--- start DATA SHOWN ---

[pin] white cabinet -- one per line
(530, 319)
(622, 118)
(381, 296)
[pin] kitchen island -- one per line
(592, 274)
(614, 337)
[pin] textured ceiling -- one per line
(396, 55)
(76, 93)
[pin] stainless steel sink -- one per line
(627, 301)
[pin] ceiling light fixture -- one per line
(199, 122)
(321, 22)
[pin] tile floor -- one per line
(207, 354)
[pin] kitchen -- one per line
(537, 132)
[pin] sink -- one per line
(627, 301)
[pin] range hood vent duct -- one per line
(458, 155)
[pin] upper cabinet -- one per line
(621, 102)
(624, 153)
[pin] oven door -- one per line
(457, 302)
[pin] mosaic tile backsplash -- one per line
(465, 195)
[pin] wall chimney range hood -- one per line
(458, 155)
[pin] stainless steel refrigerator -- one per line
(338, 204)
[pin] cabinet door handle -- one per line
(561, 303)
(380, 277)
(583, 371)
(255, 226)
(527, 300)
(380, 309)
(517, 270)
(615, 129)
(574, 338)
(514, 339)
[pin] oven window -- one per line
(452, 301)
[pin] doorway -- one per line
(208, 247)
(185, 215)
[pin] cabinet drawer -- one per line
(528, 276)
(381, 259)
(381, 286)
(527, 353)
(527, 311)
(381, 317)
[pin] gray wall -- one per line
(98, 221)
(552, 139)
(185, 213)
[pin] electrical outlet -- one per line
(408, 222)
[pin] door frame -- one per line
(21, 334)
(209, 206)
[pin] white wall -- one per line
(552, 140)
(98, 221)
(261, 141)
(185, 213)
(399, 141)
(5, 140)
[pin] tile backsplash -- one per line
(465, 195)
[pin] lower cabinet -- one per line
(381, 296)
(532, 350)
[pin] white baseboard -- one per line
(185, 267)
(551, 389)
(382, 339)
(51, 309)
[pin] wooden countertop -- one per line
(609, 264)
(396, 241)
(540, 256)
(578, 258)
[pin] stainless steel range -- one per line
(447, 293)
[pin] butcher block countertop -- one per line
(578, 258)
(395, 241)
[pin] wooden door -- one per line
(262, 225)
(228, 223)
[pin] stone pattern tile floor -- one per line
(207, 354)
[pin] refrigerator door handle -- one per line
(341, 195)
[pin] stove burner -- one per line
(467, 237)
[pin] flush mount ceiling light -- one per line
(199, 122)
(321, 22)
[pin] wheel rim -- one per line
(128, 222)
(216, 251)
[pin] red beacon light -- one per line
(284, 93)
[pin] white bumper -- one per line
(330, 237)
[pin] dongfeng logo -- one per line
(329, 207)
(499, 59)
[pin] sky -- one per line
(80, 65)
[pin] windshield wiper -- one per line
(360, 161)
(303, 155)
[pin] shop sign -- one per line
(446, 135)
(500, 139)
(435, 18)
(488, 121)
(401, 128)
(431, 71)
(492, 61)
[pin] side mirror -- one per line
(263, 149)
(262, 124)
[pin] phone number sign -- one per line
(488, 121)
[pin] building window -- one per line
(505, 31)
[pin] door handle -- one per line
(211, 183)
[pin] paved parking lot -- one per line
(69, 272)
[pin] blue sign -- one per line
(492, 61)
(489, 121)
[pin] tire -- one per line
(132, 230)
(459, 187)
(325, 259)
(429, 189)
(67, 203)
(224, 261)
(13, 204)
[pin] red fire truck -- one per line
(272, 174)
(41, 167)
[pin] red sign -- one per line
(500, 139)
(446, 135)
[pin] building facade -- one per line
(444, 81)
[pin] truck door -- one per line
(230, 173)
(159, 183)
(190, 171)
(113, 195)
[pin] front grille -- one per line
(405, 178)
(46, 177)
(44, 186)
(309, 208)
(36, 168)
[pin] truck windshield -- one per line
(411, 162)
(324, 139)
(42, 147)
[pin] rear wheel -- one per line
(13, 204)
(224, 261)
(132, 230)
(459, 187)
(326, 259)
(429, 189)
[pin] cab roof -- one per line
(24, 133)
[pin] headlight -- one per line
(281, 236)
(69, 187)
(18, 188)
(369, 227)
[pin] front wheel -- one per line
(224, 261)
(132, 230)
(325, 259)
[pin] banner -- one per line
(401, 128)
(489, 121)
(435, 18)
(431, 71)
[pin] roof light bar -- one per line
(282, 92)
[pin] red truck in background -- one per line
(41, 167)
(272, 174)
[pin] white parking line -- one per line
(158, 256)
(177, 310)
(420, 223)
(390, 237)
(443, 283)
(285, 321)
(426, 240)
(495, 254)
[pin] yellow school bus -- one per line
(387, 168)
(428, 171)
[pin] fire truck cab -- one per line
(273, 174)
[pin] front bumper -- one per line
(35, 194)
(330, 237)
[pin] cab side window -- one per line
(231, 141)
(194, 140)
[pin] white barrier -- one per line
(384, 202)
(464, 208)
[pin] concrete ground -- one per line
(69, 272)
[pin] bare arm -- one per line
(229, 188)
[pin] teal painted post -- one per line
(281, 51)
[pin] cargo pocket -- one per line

--- end DATA SHOWN ---

* _WHAT THIS TASK INVOLVES_:
Reproduce the stretch of rows from the line containing "[pin] banner -- one per line" through the last line, both ends included, with every line unchanged.

* _ANSWER BELOW_:
[pin] banner -- one per line
(401, 128)
(489, 121)
(435, 18)
(431, 71)
[pin] roof light bar -- one per line
(282, 92)
[pin] red truck in background -- one per line
(41, 167)
(272, 174)
[pin] white parking line -- one per line
(158, 256)
(177, 310)
(420, 223)
(390, 237)
(443, 283)
(285, 321)
(426, 240)
(495, 254)
[pin] yellow school bus -- one per line
(387, 168)
(428, 171)
[pin] fire truck cab -- one per line
(273, 174)
[pin] front bumper -- one per line
(35, 194)
(330, 237)
[pin] cab side window -- one per line
(231, 141)
(194, 140)
[pin] white barrier -- one per line
(384, 202)
(464, 208)
[pin] concrete ground -- one per line
(69, 272)
[pin] bare arm -- one per line
(229, 188)
[pin] teal painted post -- one per line
(281, 51)
[pin] cargo pocket -- one per line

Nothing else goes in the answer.